Carry on the patent description of an optical lens assembly with an anti-reflective coating, picking up right after its final sentence.

§ **TEXT SEGMENT**
════════
Optical Lens Assembly, Imaging Apparatus and Electronic Device

The present application is a Continuation of U.S. application Ser. No. 17/553,963, filed Dec. 17, 2021, which claims priority to U.S. Provisional Application Ser. No. 63/129,826, filed Dec. 23, 2020, U.S. Provisional Application Ser. No. 63/137,772, filed Jan. 15, 2021, and Taiwan Application Serial Number 110134271, filed Sep. 14, 2021, which are herein incorporated by reference.

The present disclosure relates to an optical lens assembly and an imaging apparatus. More particularly, the present disclosure relates to an optical lens assembly and an imaging apparatus for preventing reflection.

The effect of reducing reflections in a wide field of wavelength by the coating layers, which are manufactured by conventional anti-reflective coating techniques, is insufficient. The image quality becomes lower because of the strong light in the long-wavelength range. Hence, it is unable to meet the significantly increasing requirement of lens assemblies with high quality for the high-end mobile devices. Furthermore, the number of lens elements in the optical lens assemblies significantly increases correspondingly. Due to the growing difficulty in designing optical systems and the increment of lens elements, it is a trend to develop a coating technique for excellent anti-reflective effect in the wide field of wavelength in the high-end optical systems with multiple lens elements and on the optical lens elements with extreme changes.

According to one aspect of the present disclosure, an optical lens assembly includes, from an object side to an image side, at least five optical lens elements. At least one of the optical lens elements includes an anti-reflective coating, and the optical lens element including the anti-reflective coating is made of a plastic material. The anti-reflective coating is arranged on an object-side surface or an image-side surface of the optical lens element including the anti-reflective coating. The anti-reflective coating includes at least one coating layer, and the coating layer at the outer of the anti-reflective coating is made of metal oxide. The anti-reflective coating includes a plurality of holes, and sizes of the plurality of holes adjacent to the outer of the anti-reflective coating are relatively larger than sizes of the plurality of holes adjacent to the inner of the anti-reflective coating. When a refractive index of the optical lens element including the anti-reflective coating is Ns, the coating layer at the innermost of the anti-reflective coating is a first coating layer, a refractive index of the first coating layer is N, a thickness of the first coating layer is TL, and a super-wide field of wavelength factor of the optical lens assembly as arranging the anti-reflective coating is Farw, the following conditions are satisfied: N<Ns; 50 nm≤TL≤200 nm; and Farw≤0.60.
════════
§ **ITEMS**

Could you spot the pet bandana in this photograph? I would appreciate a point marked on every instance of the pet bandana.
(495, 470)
════════
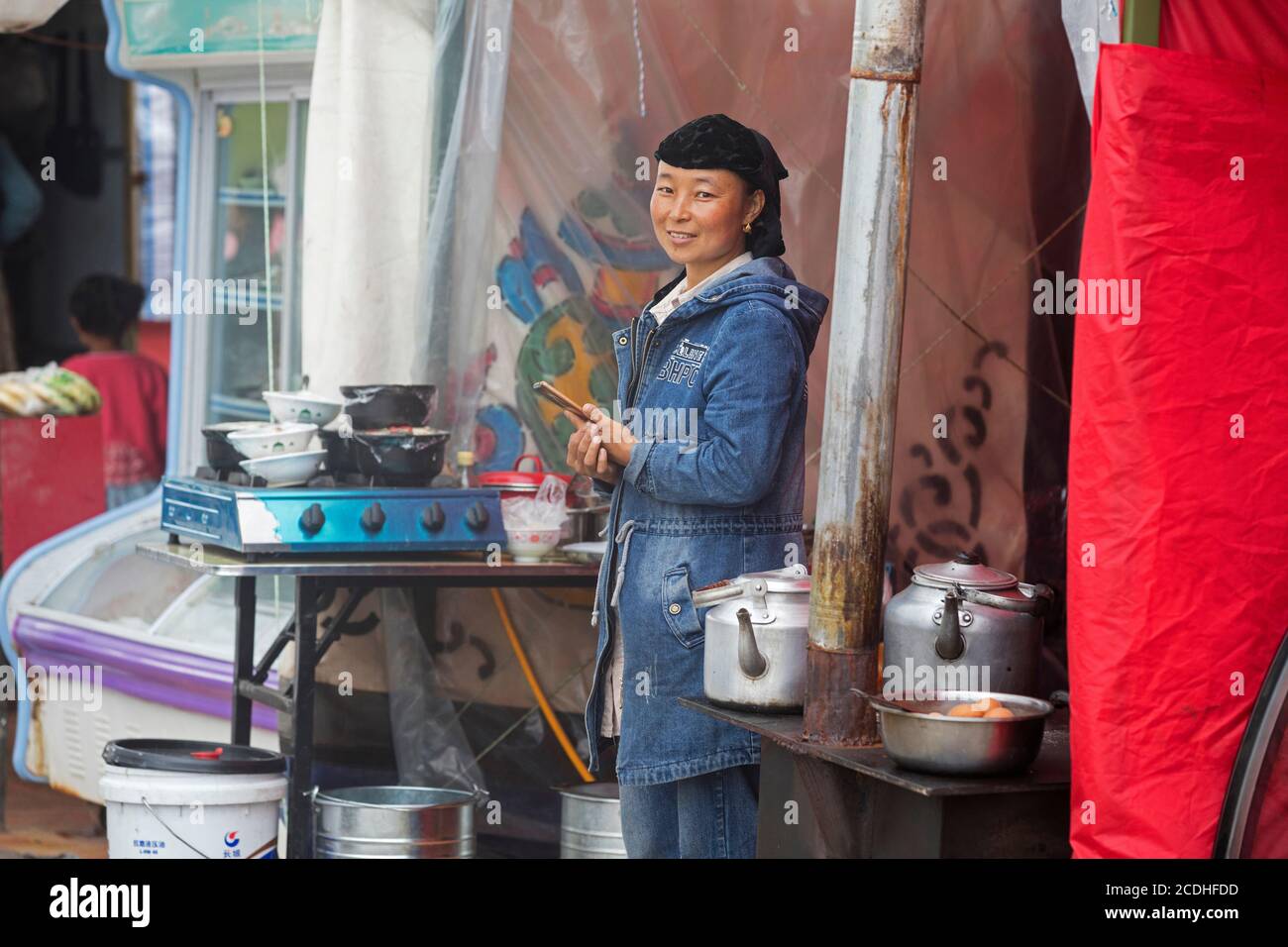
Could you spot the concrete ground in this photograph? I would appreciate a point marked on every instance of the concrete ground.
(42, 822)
════════
§ **EXPECTED OUTPUT**
According to another aspect of the present disclosure, an imaging apparatus includes the optical lens assembly of the foregoing aspect and an image sensor. The image sensor is disposed on an image surface of the optical lens assembly.

According to one another aspect of the present disclosure, an electronic device, which is a mobile device, includes the imaging apparatus of the foregoing aspect.

According to still another aspect of the present disclosure, an imaging apparatus includes the optical lens assembly of the foregoing aspect, a Fresnel lens element and an image sensor. At least one surface of the Fresnel lens element includes an anti-reflective coating, and the anti-reflective coating of the Fresnel lens element is made of aluminum oxide. The image sensor is disposed on an image surface of the optical lens assembly.

According to one aspect of the present disclosure, an optical lens assembly includes, from an object side to an image side, at least five optical lens elements. At least one of the optical lens elements includes an anti-reflective coating, and the optical lens element including the anti-reflective coating is made of a plastic material. The anti-reflective coating is arranged on an object-side surface or an image-side surface of the optical lens element including the anti-reflective coating. The anti-reflective coating includes at least one coating layer, and the coating layer at the outer of the anti-reflective coating is made of metal oxide. The anti-reflective coating includes a plurality of holes, and sizes of the plurality of holes adjacent to the outer of the anti-reflective coating are relatively larger than sizes of the plurality of holes adjacent to the inner of the anti-reflective coating.

When a refractive index of the optical lens element including the anti-reflective coating is Ns, the coating layer at the innermost of the anti-reflective coating is a first coating layer, and a refractive index of the first coating layer is N, the following condition is satisfied: N<Ns.

When a thickness of the first coating layer is TL, the following condition is satisfied: 50 nm≤TL≤200 nm. Moreover, the following condition can be satisfied: 80 nm≤TL≤150 nm.

When the refractive index of the optical lens element including the anti-reflective coating is Ns, the refractive index of the first coating layer is N, a super-wide field of wavelength factor of the optical lens assembly as arranging the anti-reflective coating is Farw, wherein Farw represents a deviation factor between the refractive index of the optical lens element including the anti-reflective coating and the refractive index of the first coating layer, and Farw=((N−Ns)/(N+Ns)), the following condition is satisfied: Farw≤0.60. Moreover, the following conditions can be satisfied: Farw≤0.50; Farw≤0.45; Farw≤0.40; Farw≤0.30; or 0≤Farw≤0.10.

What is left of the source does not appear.